Which lines in the listing below contain the string "trim"? Copy each of those lines.
◆ ◆ ◆
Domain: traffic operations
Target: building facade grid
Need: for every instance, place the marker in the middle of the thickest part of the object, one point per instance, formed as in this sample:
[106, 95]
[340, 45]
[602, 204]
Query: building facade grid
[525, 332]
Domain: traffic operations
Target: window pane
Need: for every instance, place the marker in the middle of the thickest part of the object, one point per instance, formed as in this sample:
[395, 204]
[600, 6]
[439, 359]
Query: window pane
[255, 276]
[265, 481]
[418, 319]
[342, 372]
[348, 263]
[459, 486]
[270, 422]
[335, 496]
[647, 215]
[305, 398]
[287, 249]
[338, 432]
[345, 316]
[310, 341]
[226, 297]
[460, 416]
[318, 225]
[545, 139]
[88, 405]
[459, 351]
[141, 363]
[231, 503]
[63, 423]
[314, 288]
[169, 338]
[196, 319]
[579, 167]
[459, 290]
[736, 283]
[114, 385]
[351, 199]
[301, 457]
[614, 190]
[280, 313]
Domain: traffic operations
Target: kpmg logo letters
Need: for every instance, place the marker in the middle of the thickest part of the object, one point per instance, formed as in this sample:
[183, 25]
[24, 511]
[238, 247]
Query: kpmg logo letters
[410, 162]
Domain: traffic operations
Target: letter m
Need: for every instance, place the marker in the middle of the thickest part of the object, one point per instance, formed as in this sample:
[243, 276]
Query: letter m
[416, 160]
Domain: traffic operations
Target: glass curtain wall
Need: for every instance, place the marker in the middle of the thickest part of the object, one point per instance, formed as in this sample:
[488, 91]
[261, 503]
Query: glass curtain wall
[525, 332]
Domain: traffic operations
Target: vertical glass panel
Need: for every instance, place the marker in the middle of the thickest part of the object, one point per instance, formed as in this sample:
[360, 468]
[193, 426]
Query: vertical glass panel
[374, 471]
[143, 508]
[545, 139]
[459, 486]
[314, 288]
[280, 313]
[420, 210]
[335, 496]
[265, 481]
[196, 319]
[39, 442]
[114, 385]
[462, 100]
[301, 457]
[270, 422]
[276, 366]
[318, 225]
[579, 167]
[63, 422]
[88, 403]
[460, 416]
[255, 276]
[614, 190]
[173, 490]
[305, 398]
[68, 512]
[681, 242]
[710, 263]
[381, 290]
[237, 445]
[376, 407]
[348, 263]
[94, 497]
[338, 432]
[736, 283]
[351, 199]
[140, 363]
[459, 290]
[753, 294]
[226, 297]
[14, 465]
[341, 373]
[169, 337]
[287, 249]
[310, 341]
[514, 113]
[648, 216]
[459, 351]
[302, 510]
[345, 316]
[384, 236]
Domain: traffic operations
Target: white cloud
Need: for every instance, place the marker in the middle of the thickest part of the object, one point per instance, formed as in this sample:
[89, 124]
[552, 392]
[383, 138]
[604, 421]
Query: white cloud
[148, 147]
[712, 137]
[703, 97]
◆ ◆ ◆
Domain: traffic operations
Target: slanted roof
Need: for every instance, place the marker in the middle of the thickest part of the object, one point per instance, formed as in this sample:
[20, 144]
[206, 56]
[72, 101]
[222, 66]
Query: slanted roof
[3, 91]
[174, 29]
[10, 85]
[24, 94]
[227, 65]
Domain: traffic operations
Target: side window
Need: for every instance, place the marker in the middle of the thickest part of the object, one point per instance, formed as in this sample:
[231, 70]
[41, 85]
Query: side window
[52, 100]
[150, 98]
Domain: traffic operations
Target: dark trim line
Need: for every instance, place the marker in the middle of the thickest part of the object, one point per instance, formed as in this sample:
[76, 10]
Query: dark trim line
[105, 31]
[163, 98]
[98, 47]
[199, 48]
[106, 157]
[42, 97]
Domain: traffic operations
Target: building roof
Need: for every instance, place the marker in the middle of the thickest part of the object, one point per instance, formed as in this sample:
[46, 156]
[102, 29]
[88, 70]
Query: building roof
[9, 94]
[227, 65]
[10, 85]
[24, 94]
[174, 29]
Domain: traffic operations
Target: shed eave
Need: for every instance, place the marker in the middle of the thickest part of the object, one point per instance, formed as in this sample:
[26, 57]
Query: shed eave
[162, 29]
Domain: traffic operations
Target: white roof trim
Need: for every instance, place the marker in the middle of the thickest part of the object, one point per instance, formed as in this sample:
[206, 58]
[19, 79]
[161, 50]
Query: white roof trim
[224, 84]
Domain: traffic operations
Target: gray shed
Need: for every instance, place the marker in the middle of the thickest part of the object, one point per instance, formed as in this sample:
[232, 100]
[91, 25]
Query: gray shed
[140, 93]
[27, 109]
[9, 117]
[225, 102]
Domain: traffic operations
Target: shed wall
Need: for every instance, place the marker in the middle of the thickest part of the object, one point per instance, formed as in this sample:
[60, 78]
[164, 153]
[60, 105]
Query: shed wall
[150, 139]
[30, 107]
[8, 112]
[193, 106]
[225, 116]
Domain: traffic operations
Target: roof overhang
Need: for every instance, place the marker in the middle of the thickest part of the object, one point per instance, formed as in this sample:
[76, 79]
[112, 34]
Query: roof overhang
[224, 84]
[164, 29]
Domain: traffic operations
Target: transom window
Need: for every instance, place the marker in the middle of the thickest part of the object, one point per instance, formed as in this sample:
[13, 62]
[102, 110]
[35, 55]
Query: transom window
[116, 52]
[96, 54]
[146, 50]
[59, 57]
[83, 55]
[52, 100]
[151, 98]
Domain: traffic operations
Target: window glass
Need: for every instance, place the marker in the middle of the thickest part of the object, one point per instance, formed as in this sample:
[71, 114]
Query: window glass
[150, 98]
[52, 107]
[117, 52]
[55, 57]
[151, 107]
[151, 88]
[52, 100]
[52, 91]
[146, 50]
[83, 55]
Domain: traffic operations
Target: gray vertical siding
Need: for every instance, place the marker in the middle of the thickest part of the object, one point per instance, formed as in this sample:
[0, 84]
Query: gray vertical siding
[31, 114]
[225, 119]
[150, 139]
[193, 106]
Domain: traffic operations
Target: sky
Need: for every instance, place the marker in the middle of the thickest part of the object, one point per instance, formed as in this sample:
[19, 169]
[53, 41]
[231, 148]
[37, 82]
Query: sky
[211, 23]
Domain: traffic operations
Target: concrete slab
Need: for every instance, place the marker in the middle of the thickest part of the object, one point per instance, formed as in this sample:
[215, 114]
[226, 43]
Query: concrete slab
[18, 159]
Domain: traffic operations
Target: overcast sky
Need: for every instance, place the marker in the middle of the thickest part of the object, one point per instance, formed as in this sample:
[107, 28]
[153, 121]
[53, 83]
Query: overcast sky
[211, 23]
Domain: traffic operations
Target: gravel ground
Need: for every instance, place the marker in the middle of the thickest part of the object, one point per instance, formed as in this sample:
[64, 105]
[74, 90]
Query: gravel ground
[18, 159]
◆ ◆ ◆
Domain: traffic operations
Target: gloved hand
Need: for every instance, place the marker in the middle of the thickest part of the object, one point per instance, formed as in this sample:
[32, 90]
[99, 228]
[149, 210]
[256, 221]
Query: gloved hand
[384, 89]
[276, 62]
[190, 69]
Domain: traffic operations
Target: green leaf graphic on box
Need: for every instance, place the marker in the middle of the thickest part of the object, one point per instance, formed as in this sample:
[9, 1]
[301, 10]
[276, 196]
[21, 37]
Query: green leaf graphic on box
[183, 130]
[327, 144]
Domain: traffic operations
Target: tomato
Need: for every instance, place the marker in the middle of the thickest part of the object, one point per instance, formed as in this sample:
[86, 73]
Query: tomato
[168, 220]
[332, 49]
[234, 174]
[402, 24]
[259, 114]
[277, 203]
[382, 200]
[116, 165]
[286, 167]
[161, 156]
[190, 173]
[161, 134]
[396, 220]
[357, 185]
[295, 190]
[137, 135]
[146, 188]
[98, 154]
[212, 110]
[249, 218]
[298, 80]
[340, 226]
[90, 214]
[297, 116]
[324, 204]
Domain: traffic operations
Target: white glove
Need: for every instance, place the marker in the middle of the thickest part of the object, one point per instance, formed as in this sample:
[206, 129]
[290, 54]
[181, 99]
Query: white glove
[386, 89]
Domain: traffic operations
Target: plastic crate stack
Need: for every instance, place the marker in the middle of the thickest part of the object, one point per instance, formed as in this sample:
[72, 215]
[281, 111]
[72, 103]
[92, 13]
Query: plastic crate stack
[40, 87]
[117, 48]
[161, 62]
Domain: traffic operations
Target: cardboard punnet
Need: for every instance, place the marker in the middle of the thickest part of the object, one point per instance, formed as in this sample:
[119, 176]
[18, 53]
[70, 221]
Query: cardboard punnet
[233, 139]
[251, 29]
◆ ◆ ◆
● **Answer to the exercise**
Target: dark trim line
Query: dark trim line
Target: white roof trim
Query: white roof trim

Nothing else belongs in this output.